SOURCE DOCUMENT -
::::::

In 1762, George III acquired Buckingham House and it was enlarged over the next 75 years. During the 18th century, London was dogged by crime, and the Bow Street Runners were established in 1750 as a professional police force.[81] In total, more than 200 offences were punishable by death,[82] including petty theft.[83] Most children born in the city died before reaching their third birthday.[84] The coffeehouse became a popular place to debate ideas, with growing literacy and the development of the printing press making news widely available; and Fleet Street became the centre of the British press.
According to Samuel Johnson:
You find no man, at all intellectual, who is willing to leave London. No, Sir, when a man is tired of London, he is tired of life; for there is in London all that life can afford.
— Samuel Johnson, 1777[85]
Late modern and contemporary[edit]
British volunteer recruits in London, August 1914
A bombed-out London street during the Blitz of the Second World War
London was the world's largest city from about 1831 to 1925.[86] London's overcrowded conditions led to cholera epidemics,[87] claiming 14,000 lives in 1848, and 6,000 in 1866.[88] Rising traffic congestion led to the creation of the world's first local urban rail network. The Metropolitan Board of Works oversaw infrastructure expansion in the capital and some of the surrounding counties; it was abolished in 1889 when the London County Council was created out of those areas of the counties surrounding the capital. London was bombed by the Germans during the First World War while during the Second World War, the Blitz and other bombings by the German Luftwaffe, killed over 30,000 Londoners and destroyed large tracts of housing and other buildings across the city. Immediately after the war, the 1948 Summer Olympics were held at the original Wembley Stadium, at a time when London had barely recovered from the war.

::::::

Segmentation dataset excerpts:
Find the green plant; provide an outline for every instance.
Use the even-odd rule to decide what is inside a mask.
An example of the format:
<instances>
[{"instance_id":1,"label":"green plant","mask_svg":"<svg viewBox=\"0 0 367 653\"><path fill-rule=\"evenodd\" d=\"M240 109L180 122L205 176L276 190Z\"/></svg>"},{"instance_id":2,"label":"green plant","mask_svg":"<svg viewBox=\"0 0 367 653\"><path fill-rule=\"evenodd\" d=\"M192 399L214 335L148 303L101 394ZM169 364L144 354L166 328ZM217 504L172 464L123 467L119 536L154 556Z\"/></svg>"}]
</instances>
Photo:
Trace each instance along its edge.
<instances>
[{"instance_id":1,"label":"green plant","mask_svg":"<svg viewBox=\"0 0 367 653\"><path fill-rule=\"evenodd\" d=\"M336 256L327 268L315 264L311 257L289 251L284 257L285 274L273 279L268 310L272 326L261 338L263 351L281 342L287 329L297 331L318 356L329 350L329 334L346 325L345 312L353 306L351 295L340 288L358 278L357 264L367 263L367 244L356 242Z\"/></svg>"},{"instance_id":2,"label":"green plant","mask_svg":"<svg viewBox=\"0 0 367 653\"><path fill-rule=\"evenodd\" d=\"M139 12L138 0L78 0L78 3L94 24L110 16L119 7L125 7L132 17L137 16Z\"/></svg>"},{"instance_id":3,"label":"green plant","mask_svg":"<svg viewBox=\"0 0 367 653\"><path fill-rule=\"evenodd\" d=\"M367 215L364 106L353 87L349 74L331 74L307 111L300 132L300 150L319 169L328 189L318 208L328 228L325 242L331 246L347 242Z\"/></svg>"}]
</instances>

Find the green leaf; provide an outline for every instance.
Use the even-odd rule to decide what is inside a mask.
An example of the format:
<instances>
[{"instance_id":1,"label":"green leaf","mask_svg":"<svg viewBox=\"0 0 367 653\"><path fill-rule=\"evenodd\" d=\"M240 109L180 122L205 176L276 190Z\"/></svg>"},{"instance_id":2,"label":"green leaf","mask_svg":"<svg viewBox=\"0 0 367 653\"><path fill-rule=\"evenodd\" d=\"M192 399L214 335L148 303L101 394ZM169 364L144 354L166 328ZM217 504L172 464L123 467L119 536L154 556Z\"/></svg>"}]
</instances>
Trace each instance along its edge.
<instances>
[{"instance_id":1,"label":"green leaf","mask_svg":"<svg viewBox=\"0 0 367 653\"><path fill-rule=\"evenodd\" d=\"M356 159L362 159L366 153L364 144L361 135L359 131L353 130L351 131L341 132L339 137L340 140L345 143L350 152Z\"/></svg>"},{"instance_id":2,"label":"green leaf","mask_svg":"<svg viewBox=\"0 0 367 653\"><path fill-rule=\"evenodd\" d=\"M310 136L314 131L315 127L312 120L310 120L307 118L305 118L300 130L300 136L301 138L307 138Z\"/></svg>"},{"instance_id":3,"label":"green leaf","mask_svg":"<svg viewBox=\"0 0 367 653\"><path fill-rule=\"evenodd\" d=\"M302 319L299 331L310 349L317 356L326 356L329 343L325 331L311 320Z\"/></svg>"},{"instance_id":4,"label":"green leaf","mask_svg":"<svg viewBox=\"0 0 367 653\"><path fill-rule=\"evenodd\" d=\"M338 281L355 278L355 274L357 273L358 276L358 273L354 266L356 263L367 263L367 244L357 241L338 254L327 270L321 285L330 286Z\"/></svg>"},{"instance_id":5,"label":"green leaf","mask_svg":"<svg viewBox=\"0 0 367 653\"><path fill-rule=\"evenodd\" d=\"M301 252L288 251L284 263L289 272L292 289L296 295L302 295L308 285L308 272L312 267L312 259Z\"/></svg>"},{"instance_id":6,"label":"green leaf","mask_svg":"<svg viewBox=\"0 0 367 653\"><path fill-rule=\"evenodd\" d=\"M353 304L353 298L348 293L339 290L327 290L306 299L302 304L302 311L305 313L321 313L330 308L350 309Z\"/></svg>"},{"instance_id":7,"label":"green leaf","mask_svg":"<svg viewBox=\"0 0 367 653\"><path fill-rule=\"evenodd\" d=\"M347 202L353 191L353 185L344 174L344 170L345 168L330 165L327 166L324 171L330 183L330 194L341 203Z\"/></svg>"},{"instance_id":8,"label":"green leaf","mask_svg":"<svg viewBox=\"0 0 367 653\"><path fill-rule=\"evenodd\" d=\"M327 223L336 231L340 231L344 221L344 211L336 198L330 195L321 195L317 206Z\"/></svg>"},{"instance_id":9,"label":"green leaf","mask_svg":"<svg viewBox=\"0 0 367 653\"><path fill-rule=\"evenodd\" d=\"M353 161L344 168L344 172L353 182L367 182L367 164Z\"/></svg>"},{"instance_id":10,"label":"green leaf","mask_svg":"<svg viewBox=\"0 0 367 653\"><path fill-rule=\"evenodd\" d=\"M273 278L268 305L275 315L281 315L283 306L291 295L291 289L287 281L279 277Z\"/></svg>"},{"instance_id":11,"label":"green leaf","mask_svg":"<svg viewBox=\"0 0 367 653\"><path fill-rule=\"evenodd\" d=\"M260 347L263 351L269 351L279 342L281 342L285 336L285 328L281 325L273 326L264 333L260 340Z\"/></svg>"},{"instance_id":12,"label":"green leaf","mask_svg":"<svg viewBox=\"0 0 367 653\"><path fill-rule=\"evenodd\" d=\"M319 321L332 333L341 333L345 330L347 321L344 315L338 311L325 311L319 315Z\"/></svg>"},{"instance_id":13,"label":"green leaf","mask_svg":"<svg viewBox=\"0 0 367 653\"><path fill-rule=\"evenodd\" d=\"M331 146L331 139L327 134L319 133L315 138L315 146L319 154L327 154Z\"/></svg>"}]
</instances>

::::::

TASK LIST -
[1] In the London history passage, reproduce the section from "In 1762, George" to "the British press.", putting "tavern" in place of "coffeehouse".
[2] Using the London history passage, answer each question briefly:
(a) In what year were the Bow Street Runners established?
(b) How many lives did cholera claim in London in 1848?
(c) At what venue were the 1948 Summer Olympics held?
[3] Write the next part of the London history passage, continuing from its final sentence.

ANSWERS TO THE EXERCISE -
[1]
In 1762, George III acquired Buckingham House and it was enlarged over the next 75 years. During the 18th century, London was dogged by crime, and the Bow Street Runners were established in 1750 as a professional police force.[81] In total, more than 200 offences were punishable by death,[82] including petty theft.[83] Most children born in the city died before reaching their third birthday.[84] The tavern became a popular place to debate ideas, with growing literacy and the development of the printing press making news widely available; and Fleet Street became the centre of the British press.

[2]
(a) 1750
(b) 14,000
(c) The original Wembley Stadium

[3]
In 1951, the Festival of Britain was held on the South Bank. The Great Smog of 1952 led to the Clean Air Act 1956, which ended the "pea soup fogs" for which London had been notorious. From the 1940s onwards, London became home to a large number of immigrants, largely from Commonwealth countries such as Jamaica, India, Bangladesh and Pakistan, making London one of the most diverse cities in Europe.
A view from Victoria Tower, in late 1920s
Primarily starting in the mid-1960s, London became a centre for the worldwide youth culture, exemplified by the Swinging London subculture associated with the King's Road, Chelsea and Carnaby Street. The role of trendsetter was revived during the punk era. In 1965 London's political boundaries were expanded to take into account the growth of the urban area and a new Greater London Council was created. During The Troubles in Northern Ireland, London was subjected to bombing attacks by the Provisional IRA. Racial inequality was highlighted by the 1981 Brixton riot.
Greater London's population declined steadily in the decades after the Second World War, from an estimated peak of 8.6 million in 1939 to around 6.8 million in the 1980s. The principal ports for London moved downstream to Felixstowe and Tilbury, with the London Docklands area becoming a focus for regeneration, including the Canary Wharf development. This was borne out of London's ever-increasing role as a major international financial centre during the 1980s. The Thames Barrier was completed in the 1980s to protect London against tidal surges from the North Sea.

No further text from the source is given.